Exercise instructions
1. From the commentary on the fall of Jericho, list each section of its verse outline along with its verse range.
2. According to the commentary on the fall of Jericho, about how long would it have taken one person to walk around the city walls?
3. Carry on the commentary on the fall of Jericho from its last sentence.

In chapter 6 we read of the priests but elsewhere we read of the priests the Levites as in 8.33
It would have taken one person about 15-20 minutes to walk around the walls of the city of Jericho. How long would it have taken all the people to walk around the city? They certainly needed to be up early on the last day.
1-5 God speaks to Joshua
6-7 Joshua speaks firstly to the priests and then to the people
8-11 The first day
12-14 The second day
15-27 The seventh day
Fear had gripped the city as described so eloquently in chapter 2. The children of Israel had been encouraged not to be afraid. It may have been that, many years before this event, the twelve spies had entered the land and ten came back with the evil report. But now there were two spies who had entered and the message that was transferred to the people was that they were not to fear. The people inside the city were more afraid of those outside the city than those outside the city were of those within. The city was, in effect, besieged. None went out and none went in. They had to rely on such supplies that they had within the walls. And yet this was not a siege that was going to last for months or years even. This was going to be over within a week.
The city was straitly shut up - literally 'the city shutting up was being shut up.' There is an active and a passive participle. Some translations are loose in that they say 'securely barred' or some such thing. There was determined effort made to make sure that any one who wanted to get in would have trouble doing so. There was difficulty getting out of the city as well should some have been inclined to do so.
God spoke directly to Joshua in the following verses. Joshua was told that the city was his for the taking not because the children of Israel's men of valour were mightier than those within Jericho but, simply put, because God had given the city into Joshua's hand.

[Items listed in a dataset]
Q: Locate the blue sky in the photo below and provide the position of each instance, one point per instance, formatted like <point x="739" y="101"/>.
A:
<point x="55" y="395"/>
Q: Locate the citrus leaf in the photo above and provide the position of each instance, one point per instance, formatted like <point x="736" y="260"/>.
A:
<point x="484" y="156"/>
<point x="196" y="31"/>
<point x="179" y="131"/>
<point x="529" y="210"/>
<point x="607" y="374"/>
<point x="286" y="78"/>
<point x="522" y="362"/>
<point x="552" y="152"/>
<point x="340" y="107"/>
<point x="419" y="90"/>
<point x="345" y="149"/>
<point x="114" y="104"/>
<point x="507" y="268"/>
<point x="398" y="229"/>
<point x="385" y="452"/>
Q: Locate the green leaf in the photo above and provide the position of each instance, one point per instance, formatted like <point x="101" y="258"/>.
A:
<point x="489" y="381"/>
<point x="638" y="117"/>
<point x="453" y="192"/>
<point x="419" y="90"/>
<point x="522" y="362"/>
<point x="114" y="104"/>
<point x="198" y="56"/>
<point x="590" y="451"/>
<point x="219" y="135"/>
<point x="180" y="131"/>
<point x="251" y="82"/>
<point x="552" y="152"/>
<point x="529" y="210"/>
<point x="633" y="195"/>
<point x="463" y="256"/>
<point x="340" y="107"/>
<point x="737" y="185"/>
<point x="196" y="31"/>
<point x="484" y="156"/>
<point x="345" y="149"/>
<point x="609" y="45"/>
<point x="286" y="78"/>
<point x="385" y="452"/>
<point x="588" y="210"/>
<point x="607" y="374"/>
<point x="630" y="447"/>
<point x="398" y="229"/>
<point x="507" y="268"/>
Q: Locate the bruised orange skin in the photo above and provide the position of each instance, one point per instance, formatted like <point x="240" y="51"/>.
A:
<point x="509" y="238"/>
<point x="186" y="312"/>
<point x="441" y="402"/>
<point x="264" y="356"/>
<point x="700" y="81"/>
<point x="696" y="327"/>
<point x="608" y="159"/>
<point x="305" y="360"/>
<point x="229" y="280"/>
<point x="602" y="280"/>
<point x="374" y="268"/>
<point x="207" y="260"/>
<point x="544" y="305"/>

In response
1.
1-5 God speaks to Joshua
6-7 Joshua speaks firstly to the priests and then to the people
8-11 The first day
12-14 The second day
15-27 The seventh day

2. About 15-20 minutes.

3.
The instructions that, if followed, were to bring success were simple. Strange but simple. They were to compass the city once every day for six days. Verse 3 highlights the men of war and their input.
It has often been pointed out that the inhabitants of the city would have thought that the action was strange and some have gone as far to suggest that they considered a marching army that did nothing but walk around the city as mad. The scripture does not mention this at all. Neither does it mention them hanging over the walls and laughing at the assembled and marching people. In fact the overwhelming evidence of scripture is that they were afraid having heard what the Lord had done through them in the past. Maybe we can use this scripture to encourage believers of this day not to take notice of any who would jeer at them because they were doing what God wanted but perhaps there are other more suitable scriptures to choose to emphasise this point.
The seventh day was to be different from the first six in that seven laps of the city were to be made. The same seven priests were to lead the ark each bearing a ram's horn, which was to be blown with a long blast at the end of the seventh circular journey. Verses 8 and 13 let us know that trumpets were blown as the ark was carried around the city. We must remember that the ark was carried each time they went around the city. It is, no doubt, because they had seen and heard that this was done at Jericho that the children of Israel thought that it should be done on every other occasion when the ark was taken into battle. They no doubt thought that God had sanctioned this action by His instructions on this occasion to Joshua. It was not so much the presence of the ark that won the battle for Joshua and the people but the presence of the Lord. That the ark signified His presence was not to be understood as a guarantee of success. God told the people via Joshua to take the ark on this occasion. When the ark went into battle on other occasions it was a decision made by the people alone and was used as some sort of talisman. Superstition was not the reason for the success at Jericho.
There was discussion as to the Sabbath for the indication is that the seven days followed each other. There is no mention of a day of rest. God has remained silent on this issue. The implication is that the seventh day, normally the day of rest, was the most active of all the days.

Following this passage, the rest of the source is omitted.